■ **Objective**: Put every line from the one containing "point: the bus side" through the end of the records, inclusive, into a JSON list of strings, one string per line, omitting blank lines.

■ **Records to process**:

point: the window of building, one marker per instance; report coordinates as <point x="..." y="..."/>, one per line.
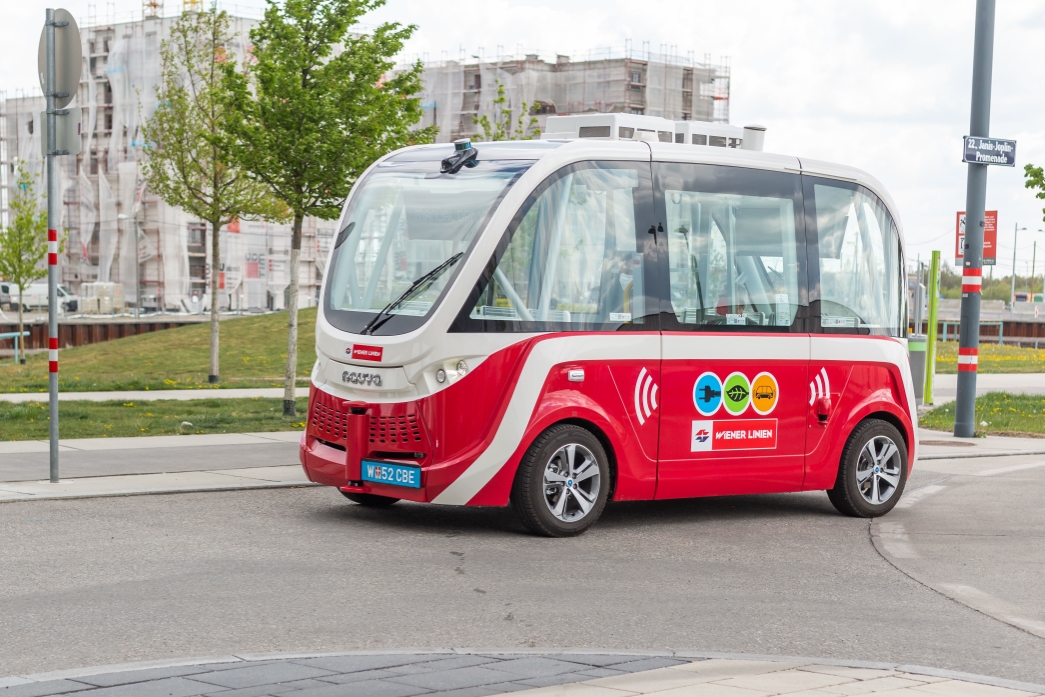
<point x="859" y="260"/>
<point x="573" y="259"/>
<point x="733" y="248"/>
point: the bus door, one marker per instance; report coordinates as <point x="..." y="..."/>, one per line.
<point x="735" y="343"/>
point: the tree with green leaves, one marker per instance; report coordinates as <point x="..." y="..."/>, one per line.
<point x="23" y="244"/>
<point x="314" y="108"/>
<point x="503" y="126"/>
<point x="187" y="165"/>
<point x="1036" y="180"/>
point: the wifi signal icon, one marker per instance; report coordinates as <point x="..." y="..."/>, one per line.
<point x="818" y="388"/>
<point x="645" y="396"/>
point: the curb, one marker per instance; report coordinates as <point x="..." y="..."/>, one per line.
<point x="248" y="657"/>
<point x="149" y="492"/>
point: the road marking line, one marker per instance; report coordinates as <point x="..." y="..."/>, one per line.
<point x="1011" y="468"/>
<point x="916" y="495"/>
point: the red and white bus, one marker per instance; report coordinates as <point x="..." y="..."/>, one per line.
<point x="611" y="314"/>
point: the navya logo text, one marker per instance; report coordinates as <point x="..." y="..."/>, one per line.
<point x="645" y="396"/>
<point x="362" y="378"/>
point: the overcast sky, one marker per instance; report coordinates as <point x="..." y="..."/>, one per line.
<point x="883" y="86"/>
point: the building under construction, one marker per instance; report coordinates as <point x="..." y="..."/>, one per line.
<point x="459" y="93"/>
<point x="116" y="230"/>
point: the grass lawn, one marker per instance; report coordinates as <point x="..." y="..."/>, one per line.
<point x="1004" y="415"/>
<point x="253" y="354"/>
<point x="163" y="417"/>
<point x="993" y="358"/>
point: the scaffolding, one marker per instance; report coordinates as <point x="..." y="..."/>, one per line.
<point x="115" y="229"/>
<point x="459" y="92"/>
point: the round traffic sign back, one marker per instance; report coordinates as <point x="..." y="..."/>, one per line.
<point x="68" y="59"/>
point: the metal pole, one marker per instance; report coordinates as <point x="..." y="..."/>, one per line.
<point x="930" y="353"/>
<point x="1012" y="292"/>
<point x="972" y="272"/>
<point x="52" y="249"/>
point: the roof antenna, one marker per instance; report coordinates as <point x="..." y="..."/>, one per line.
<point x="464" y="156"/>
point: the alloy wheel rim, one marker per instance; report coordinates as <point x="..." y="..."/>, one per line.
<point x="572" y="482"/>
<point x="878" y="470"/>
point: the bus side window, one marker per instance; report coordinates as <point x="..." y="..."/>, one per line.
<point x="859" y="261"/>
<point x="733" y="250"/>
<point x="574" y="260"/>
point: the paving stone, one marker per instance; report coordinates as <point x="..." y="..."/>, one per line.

■ **Response to the task**:
[
  "point: the bus side window, one marker per instance; report coordinates as <point x=\"...\" y=\"...\"/>, one per line.",
  "<point x=\"859\" y=\"261\"/>",
  "<point x=\"733\" y=\"250\"/>",
  "<point x=\"574\" y=\"260\"/>",
  "point: the paving stone, one marker per instance; report coordinates as <point x=\"...\" y=\"...\"/>, one per line."
]